EXERCISE BRIEF
Rewrite the records below in full, replacing every "Outline" with "Trace" and leaving everything else unchanged.

RECORDS SUPPLIED
•••

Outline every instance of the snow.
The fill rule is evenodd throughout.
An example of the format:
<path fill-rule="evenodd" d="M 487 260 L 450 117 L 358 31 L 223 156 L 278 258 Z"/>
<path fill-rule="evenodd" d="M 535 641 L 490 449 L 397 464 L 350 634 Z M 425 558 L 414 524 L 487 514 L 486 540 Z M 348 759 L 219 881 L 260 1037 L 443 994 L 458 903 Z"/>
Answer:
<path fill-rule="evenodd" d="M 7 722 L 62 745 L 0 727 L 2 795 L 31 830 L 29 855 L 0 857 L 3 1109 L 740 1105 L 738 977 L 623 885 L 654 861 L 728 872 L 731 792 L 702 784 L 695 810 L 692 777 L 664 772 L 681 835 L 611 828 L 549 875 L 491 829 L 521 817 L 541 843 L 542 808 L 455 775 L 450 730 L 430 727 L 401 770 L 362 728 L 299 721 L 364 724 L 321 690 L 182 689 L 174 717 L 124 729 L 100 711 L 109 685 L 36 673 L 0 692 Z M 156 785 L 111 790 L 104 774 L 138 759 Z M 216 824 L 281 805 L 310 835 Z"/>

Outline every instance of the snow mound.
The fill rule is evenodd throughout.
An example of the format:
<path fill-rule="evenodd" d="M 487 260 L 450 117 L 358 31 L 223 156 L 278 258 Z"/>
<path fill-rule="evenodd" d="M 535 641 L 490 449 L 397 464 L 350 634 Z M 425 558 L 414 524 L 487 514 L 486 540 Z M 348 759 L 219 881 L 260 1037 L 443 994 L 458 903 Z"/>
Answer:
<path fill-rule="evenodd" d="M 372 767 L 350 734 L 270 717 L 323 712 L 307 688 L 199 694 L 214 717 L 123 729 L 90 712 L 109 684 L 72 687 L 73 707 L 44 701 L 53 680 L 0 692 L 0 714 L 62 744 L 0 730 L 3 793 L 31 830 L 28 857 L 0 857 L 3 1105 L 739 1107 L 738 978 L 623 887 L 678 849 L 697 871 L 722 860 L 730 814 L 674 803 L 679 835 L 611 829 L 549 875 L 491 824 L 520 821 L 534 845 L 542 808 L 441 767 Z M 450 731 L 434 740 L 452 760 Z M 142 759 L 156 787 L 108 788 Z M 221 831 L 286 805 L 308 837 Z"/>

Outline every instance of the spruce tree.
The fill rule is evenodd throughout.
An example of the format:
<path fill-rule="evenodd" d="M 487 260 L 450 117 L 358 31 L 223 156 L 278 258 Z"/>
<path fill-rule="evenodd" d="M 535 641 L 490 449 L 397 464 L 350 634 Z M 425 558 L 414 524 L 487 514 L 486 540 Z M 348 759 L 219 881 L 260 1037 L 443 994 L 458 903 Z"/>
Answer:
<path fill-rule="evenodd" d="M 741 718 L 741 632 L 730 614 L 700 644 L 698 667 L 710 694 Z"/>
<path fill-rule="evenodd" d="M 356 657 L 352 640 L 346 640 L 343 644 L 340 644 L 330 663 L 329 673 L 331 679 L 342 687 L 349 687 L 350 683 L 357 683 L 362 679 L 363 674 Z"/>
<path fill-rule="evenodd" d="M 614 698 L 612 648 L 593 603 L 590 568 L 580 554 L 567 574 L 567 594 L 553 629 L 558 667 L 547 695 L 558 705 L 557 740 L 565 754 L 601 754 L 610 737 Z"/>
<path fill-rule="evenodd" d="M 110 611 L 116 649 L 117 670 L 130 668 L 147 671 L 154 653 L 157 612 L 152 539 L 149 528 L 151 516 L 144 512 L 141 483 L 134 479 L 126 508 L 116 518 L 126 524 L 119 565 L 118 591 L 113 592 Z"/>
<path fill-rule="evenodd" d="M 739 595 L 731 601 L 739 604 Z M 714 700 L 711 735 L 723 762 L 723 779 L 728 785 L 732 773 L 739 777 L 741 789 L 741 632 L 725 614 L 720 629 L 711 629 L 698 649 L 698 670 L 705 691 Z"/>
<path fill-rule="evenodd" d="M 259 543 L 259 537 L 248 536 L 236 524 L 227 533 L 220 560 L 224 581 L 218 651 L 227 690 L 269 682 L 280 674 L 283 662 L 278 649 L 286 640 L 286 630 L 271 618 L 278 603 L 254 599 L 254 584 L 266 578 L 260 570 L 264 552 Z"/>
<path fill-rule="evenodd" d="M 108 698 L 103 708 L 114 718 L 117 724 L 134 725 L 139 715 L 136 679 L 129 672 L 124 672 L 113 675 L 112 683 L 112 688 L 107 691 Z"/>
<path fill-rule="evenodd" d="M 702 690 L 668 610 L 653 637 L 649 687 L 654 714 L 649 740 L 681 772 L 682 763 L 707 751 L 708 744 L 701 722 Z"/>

•••

EXERCISE RESULT
Trace every instance of the snow.
The fill rule is evenodd throughout.
An example of the format:
<path fill-rule="evenodd" d="M 487 260 L 450 117 L 358 31 L 223 156 L 278 258 Z"/>
<path fill-rule="evenodd" d="M 535 641 L 490 449 L 397 464 L 350 634 Z M 425 558 L 414 524 L 487 514 L 486 540 Z M 348 759 L 219 881 L 260 1037 L 443 994 L 458 903 Z"/>
Answer:
<path fill-rule="evenodd" d="M 7 722 L 62 745 L 0 727 L 2 795 L 31 830 L 29 855 L 0 857 L 3 1109 L 740 1105 L 738 977 L 623 885 L 654 861 L 728 872 L 731 792 L 702 784 L 695 810 L 692 777 L 664 772 L 681 835 L 611 828 L 549 875 L 491 829 L 521 817 L 541 843 L 542 808 L 455 775 L 450 730 L 430 727 L 401 770 L 362 728 L 299 721 L 364 724 L 321 690 L 182 689 L 174 717 L 124 729 L 100 711 L 109 685 L 36 673 L 0 692 Z M 156 785 L 111 790 L 104 774 L 138 759 Z M 216 824 L 281 805 L 310 835 Z"/>

Trace every instance of the snow mound.
The fill rule is evenodd throughout.
An example of the format:
<path fill-rule="evenodd" d="M 487 260 L 450 117 L 358 31 L 223 156 L 278 258 Z"/>
<path fill-rule="evenodd" d="M 535 641 L 490 449 L 397 464 L 350 634 Z M 425 558 L 414 524 L 487 514 L 486 540 Z M 348 759 L 219 881 L 260 1037 L 443 994 L 458 903 Z"/>
Answer:
<path fill-rule="evenodd" d="M 372 767 L 350 734 L 270 717 L 323 712 L 307 688 L 199 694 L 214 717 L 123 729 L 90 712 L 109 684 L 72 687 L 73 707 L 44 701 L 53 680 L 0 692 L 0 714 L 62 744 L 0 730 L 3 793 L 31 830 L 28 857 L 0 857 L 3 1105 L 739 1107 L 738 978 L 623 887 L 678 849 L 697 871 L 722 860 L 730 814 L 674 803 L 679 835 L 611 829 L 549 875 L 491 824 L 520 821 L 534 845 L 542 808 L 441 767 Z M 450 731 L 434 740 L 452 760 Z M 142 759 L 156 787 L 108 788 Z M 221 831 L 286 805 L 308 837 Z"/>

Trace every instance of the spruce tree.
The fill rule is evenodd throughout.
An example of the format:
<path fill-rule="evenodd" d="M 487 260 L 450 117 L 358 31 L 223 156 L 278 258 Z"/>
<path fill-rule="evenodd" d="M 535 641 L 490 449 L 397 464 L 350 634 Z M 425 558 L 414 524 L 487 514 L 486 540 Z M 348 759 L 219 881 L 260 1037 L 443 994 L 458 903 Z"/>
Answer:
<path fill-rule="evenodd" d="M 741 718 L 741 632 L 730 614 L 700 644 L 698 667 L 710 694 Z"/>
<path fill-rule="evenodd" d="M 356 657 L 352 640 L 346 640 L 343 644 L 340 644 L 330 663 L 329 673 L 331 679 L 342 687 L 349 687 L 350 683 L 357 683 L 362 679 L 363 674 Z"/>
<path fill-rule="evenodd" d="M 614 698 L 612 648 L 593 603 L 590 568 L 580 554 L 567 574 L 567 594 L 553 629 L 558 667 L 547 695 L 558 705 L 557 740 L 565 754 L 601 754 L 610 737 Z"/>
<path fill-rule="evenodd" d="M 110 611 L 116 649 L 117 670 L 130 668 L 147 671 L 154 653 L 157 612 L 152 539 L 149 528 L 151 516 L 144 512 L 141 483 L 134 479 L 126 508 L 116 518 L 126 524 L 119 565 L 118 591 L 113 592 Z"/>
<path fill-rule="evenodd" d="M 739 595 L 731 601 L 739 604 Z M 714 700 L 711 735 L 723 762 L 723 779 L 728 785 L 732 773 L 739 777 L 741 789 L 741 632 L 725 614 L 720 629 L 711 629 L 698 649 L 698 670 L 705 691 Z"/>
<path fill-rule="evenodd" d="M 259 543 L 259 537 L 248 536 L 236 524 L 227 533 L 220 560 L 224 581 L 218 651 L 227 690 L 269 682 L 280 674 L 283 662 L 278 649 L 286 640 L 286 630 L 271 618 L 278 603 L 254 599 L 254 584 L 266 578 L 260 570 L 264 552 Z"/>
<path fill-rule="evenodd" d="M 108 698 L 103 708 L 114 718 L 117 724 L 134 725 L 139 715 L 136 679 L 129 672 L 124 672 L 113 675 L 112 683 L 112 688 L 107 691 Z"/>
<path fill-rule="evenodd" d="M 702 690 L 668 610 L 653 637 L 649 687 L 654 714 L 649 740 L 681 772 L 682 763 L 707 751 L 708 744 L 701 722 Z"/>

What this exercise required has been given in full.